Transnistria * | Freedom House

Freedom in the World

Transnistria *

Transnistria *

Freedom in the World 2012

2012 Scores


Not Free

Freedom Rating
(1 = best, 7 = worst)


Civil Liberties
(1 = best, 7 = worst)


Political Rights
(1 = best, 7 = worst)


Former parliament speaker Yevgeny Shevchuk defeated longtime incumbent Igor Smirnov and a Russian-backed candidate, current parliament speaker Anatoly Kaminsky, in the December presidential election. Shevchuk pledged to reduce barriers to trade and travel with Moldova while promoting Transnistria’s independence and close ties to Russia. All of the parties to the multilateral talks on Transnistria’s status had agreed in September to resume active negotiations after a five-year lull, and an official meeting of the group was held on December 1, with further talks set for February 2012. Also during the year, Transnistrian authorities, under international pressure, pardoned a journalist and a former tax inspector who had both been imprisoned as Moldovan spies.

-------------------------

◆ **Goal a**:
Could you write out the part of the Transnistria report starting at "Political Rights" and ending at "as Moldovan spies.", word for word?

◆ **Raw data**:

-------------------------

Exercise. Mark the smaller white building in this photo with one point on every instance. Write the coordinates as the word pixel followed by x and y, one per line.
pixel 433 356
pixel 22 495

-------------------------

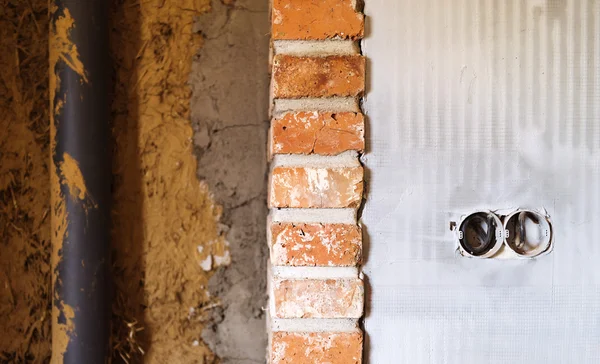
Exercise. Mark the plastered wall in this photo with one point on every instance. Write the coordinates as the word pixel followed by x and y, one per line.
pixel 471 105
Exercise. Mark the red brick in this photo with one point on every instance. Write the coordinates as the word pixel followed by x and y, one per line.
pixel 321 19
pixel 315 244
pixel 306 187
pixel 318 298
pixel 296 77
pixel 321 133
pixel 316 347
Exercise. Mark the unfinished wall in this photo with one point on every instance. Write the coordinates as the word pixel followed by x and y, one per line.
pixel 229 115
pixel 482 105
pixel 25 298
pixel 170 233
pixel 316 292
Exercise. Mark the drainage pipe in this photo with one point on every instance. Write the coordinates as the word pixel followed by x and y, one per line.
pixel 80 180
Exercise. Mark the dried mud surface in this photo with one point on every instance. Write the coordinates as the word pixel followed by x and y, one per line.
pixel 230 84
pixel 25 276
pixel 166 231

-------------------------

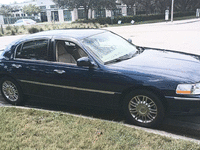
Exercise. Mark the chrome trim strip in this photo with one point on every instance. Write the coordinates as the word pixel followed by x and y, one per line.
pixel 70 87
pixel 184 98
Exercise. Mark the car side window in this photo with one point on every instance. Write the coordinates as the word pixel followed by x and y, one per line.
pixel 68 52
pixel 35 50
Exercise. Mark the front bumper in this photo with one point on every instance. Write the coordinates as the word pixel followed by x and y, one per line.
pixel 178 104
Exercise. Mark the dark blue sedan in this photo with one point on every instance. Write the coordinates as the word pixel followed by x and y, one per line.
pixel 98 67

-------------------------

◆ **Goal b**:
Can you extract the lines of the rows starting at the one containing "Exercise. Mark the dark" and ending at the one containing "pixel 98 67", including both of those lines, and reproduce them verbatim?

◆ **Full answer a**:
Political Rights
(1 = best, 7 = worst)


Former parliament speaker Yevgeny Shevchuk defeated longtime incumbent Igor Smirnov and a Russian-backed candidate, current parliament speaker Anatoly Kaminsky, in the December presidential election. Shevchuk pledged to reduce barriers to trade and travel with Moldova while promoting Transnistria’s independence and close ties to Russia. All of the parties to the multilateral talks on Transnistria’s status had agreed in September to resume active negotiations after a five-year lull, and an official meeting of the group was held on December 1, with further talks set for February 2012. Also during the year, Transnistrian authorities, under international pressure, pardoned a journalist and a former tax inspector who had both been imprisoned as Moldovan spies.

◆ **Full answer b**:
Exercise. Mark the dark blue sedan in this photo with one point on every instance. Write the coordinates as the word pixel followed by x and y, one per line.
pixel 98 67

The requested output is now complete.